**TASK TO CARRY OUT:**
All of the lines below should be copied word for word.

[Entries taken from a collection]

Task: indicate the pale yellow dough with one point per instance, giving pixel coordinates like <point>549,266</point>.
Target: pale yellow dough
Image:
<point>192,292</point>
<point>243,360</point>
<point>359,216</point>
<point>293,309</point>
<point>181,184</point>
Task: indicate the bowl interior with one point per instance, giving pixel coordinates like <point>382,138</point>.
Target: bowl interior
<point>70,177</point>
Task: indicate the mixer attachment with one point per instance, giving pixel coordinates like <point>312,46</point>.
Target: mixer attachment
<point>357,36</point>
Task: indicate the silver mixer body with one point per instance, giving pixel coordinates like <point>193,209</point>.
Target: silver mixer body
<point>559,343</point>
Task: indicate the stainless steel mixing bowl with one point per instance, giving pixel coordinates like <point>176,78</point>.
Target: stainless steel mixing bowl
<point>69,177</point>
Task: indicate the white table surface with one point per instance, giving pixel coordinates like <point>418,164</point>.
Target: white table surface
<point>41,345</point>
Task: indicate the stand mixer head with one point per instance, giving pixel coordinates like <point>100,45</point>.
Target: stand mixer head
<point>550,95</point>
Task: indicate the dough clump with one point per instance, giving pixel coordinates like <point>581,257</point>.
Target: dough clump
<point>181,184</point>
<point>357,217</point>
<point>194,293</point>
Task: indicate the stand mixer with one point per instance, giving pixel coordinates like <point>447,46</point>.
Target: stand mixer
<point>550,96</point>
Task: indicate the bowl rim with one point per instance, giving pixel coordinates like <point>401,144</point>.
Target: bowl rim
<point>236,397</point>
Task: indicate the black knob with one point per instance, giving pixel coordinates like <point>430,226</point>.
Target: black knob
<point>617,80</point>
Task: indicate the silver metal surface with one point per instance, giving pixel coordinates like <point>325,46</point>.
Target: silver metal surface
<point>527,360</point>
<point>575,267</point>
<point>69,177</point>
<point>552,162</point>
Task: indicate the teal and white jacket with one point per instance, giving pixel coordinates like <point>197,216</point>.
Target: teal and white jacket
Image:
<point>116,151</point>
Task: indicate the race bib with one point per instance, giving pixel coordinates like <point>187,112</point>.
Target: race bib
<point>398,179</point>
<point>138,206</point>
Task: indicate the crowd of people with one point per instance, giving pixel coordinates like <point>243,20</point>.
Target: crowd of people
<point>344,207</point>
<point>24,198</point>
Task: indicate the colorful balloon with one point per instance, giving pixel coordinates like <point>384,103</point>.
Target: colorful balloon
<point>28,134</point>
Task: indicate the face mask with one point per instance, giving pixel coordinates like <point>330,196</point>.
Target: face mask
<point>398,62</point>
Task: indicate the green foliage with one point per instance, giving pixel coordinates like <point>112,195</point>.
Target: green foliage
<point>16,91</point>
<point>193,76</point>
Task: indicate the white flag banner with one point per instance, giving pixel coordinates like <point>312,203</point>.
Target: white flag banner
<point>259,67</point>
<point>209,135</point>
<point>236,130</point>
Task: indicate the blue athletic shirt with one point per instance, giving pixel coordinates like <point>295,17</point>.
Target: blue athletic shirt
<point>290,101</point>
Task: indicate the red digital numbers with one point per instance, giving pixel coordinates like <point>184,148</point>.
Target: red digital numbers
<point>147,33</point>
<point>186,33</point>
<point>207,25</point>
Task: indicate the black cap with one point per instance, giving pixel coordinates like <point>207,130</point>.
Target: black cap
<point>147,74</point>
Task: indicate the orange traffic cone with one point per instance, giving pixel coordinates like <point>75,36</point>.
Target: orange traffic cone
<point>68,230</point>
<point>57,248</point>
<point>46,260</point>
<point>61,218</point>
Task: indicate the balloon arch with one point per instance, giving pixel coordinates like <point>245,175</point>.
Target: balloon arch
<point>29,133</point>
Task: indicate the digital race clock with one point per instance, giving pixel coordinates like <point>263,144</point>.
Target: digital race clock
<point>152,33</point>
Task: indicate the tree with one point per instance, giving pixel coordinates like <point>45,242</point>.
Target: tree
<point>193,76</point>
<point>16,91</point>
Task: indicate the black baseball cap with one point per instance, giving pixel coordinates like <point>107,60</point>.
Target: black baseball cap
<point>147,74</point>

**ANSWER BOX:**
Task: indicate the pale yellow dough with one point per instance, giving pixel coordinates like <point>549,266</point>.
Target: pale yellow dough
Image:
<point>192,292</point>
<point>243,360</point>
<point>359,216</point>
<point>293,309</point>
<point>181,184</point>
Task: indicate the bowl interior with one point per instance, giving pixel coordinates like <point>382,138</point>.
Target: bowl interior
<point>70,177</point>
Task: indicate the mixer attachment with one point per instance, giving pixel coordinates like <point>312,46</point>.
Target: mixer attachment
<point>357,36</point>
Task: indicate the silver mixer body with one point per instance, giving pixel coordinates like <point>193,209</point>.
Target: silver mixer body
<point>559,343</point>
Task: indicate the stainless steel mixing bowl with one point per instance, giving pixel coordinates like <point>176,78</point>.
Target: stainless steel mixing bowl
<point>69,177</point>
Task: indicate the white table surface with one point per instance, giving pixel coordinates like <point>418,164</point>.
Target: white table surface
<point>41,345</point>
Task: indicate the stand mixer head with one point per instance, giving pixel coordinates like <point>100,45</point>.
Target: stand mixer head
<point>550,95</point>
Task: indicate the dough clump with one point per instance, giving pixel coordinates like <point>581,257</point>.
Target: dough clump
<point>181,184</point>
<point>357,217</point>
<point>194,293</point>
Task: indicate the stand mixer with one point per instance, giving pixel coordinates like <point>447,46</point>.
Target: stand mixer
<point>550,96</point>
Task: indicate the bowl rim with one point per instance, giving pixel coordinates like <point>401,144</point>.
Target: bowl rim
<point>236,397</point>
Task: indicate the black knob with one point per instance, giving pixel coordinates like <point>430,226</point>.
Target: black knob
<point>617,80</point>
Task: indicate the silver metal surface with one point per instance, giving pixel coordinates like <point>325,46</point>.
Target: silver metal surface
<point>527,360</point>
<point>575,267</point>
<point>69,177</point>
<point>552,162</point>
Task: indicate the teal and white jacket with one point per instance, giving pixel coordinates like <point>197,216</point>.
Target: teal and white jacket
Image:
<point>116,151</point>
Task: indicate the race bib with one point per instance, giving pixel coordinates like <point>187,112</point>.
Target: race bib
<point>398,179</point>
<point>138,206</point>
Task: indicate the crowd of people with one point per instance, giving pixel coordinates like <point>243,20</point>.
Target: crowd of people
<point>344,207</point>
<point>24,198</point>
Task: indicate the colorful balloon with one point per instance, giving pixel coordinates like <point>384,103</point>.
Target: colorful balloon
<point>28,134</point>
Task: indicate the face mask with one point per instance, giving pixel coordinates like <point>330,196</point>.
Target: face mask
<point>398,62</point>
Task: indicate the green foliage with one point per instance, giving pixel coordinates like <point>112,195</point>.
Target: green foliage
<point>16,91</point>
<point>193,76</point>
Task: indicate the white flag banner with one point per instance, giving pixel coordinates like <point>312,203</point>.
Target: white flag banner
<point>259,67</point>
<point>209,135</point>
<point>236,130</point>
Task: indicate the blue athletic shirt with one point per instance, giving pixel coordinates like <point>295,17</point>.
Target: blue athletic shirt
<point>290,101</point>
Task: indicate the red digital numbers with one point per instance, giving pixel coordinates like <point>184,148</point>.
Target: red digital numbers
<point>147,33</point>
<point>186,33</point>
<point>207,25</point>
Task: indicate the black cap with one point per instance, giving pixel coordinates like <point>207,130</point>.
Target: black cap
<point>147,74</point>
Task: indicate the orange traffic cone with one point per instance, giving pixel coordinates like <point>75,36</point>.
Target: orange traffic cone
<point>68,230</point>
<point>57,248</point>
<point>46,260</point>
<point>61,218</point>
Task: indicate the balloon arch with one point per instance, giving pixel coordinates like <point>245,175</point>.
Target: balloon arch
<point>29,133</point>
Task: indicate the digital race clock with one point per instance, giving pixel coordinates like <point>263,144</point>.
Target: digital race clock
<point>152,33</point>
Task: indicate the tree with one point per instance, giving pixel coordinates like <point>45,242</point>.
Target: tree
<point>193,76</point>
<point>16,91</point>
Task: indicate the black baseball cap with one point per instance, giving pixel coordinates like <point>107,60</point>.
Target: black baseball cap
<point>147,74</point>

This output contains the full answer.